**Source:**
----------------
Many geologists have made relatively little purposeful effort to search for hidden trends and subtle traps--stratigraphic or paleogeomorphic--because (1) their training has conditioned them to look for structures with present-day tools and ideas and (2) management is more likely to "buy" a prospect if it is an anticline, dome, or fault structure.
Hidden trends and subtle traps are present in a variety of situations--structural, stratigraphic, and paleogeomorphic. Many probably can now be found, but only if geologists direct their methods of attack toward them, not around them. Unless exploration now and in the future is designed to find and drill hidden trends and subtle traps, the large domestic reserves required for the future will not be found. Both geologists and management must reorient their thinking toward this end.
The Gulf coastal province is an ideal area in which to search for subtle or hidden traps. Among the situations which deserve attention are (1) sandstone pinch-out in the lagoonal environment of the Frio (Oligocene-Miocene) of south Texas, (2) buried structures and sandstone buildups in the Hackberry embayment (Oligocene-Miocene) of southeast Texas and southwest Louisiana, (3) favorable sandstone distribution patterns in the downdip Wilcox (Eocene) from Mexico to Alabama, (4) undiscovered accumulations of petroleum in relict traps around salt domes, and (5) paleogeomorphologic features which doubtless are present in the entire Gulf coastal province.
----------------
**Rows:**
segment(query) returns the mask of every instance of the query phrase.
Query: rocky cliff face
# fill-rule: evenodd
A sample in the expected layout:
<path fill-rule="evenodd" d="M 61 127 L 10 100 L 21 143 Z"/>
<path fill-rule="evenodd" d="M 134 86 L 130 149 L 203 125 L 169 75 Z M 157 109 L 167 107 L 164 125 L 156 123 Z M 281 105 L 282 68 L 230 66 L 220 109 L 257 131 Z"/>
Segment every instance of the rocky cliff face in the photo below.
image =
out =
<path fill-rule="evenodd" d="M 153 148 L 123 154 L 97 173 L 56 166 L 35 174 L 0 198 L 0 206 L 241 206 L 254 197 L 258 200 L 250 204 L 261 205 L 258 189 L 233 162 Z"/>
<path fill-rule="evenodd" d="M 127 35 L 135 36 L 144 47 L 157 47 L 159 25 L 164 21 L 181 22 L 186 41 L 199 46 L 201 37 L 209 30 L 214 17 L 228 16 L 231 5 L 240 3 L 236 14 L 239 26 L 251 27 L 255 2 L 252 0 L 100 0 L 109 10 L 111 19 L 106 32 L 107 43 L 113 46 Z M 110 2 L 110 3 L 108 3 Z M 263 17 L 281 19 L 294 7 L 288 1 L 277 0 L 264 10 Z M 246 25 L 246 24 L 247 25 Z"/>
----------------
**What is asked:**
(a) Please list every situation that the passage on subtle traps says deserves attention in the Gulf coastal province.
(b) Resume the passage on subtle traps after its last sentence and continue writing it.

**The replies:**
(a)
1. Sandstone pinch-out in the lagoonal environment of the Frio (Oligocene-Miocene) of south Texas
2. Buried structures and sandstone buildups in the Hackberry embayment (Oligocene-Miocene) of southeast Texas and southwest Louisiana
3. Favorable sandstone distribution patterns in the downdip Wilcox (Eocene) from Mexico to Alabama
4. Undiscovered accumulations of petroleum in relict traps around salt domes
5. Paleogeomorphologic features, which doubtless are present in the entire Gulf coastal province

(b)
The time has come for domestic explorationists to look purposefully for the hidden trend and the subtle trap. Because such a change in approach requires management concurrence and support, the geologist and geophysicist must convince management to explore for such features. Moreover, it is management's responsibility to change with the times and to support necessary changes in exploration techniques. If geologists, geophysicists, and management--together--are willing the United States petroleum industry will be rewarded with a new era of successful exploration.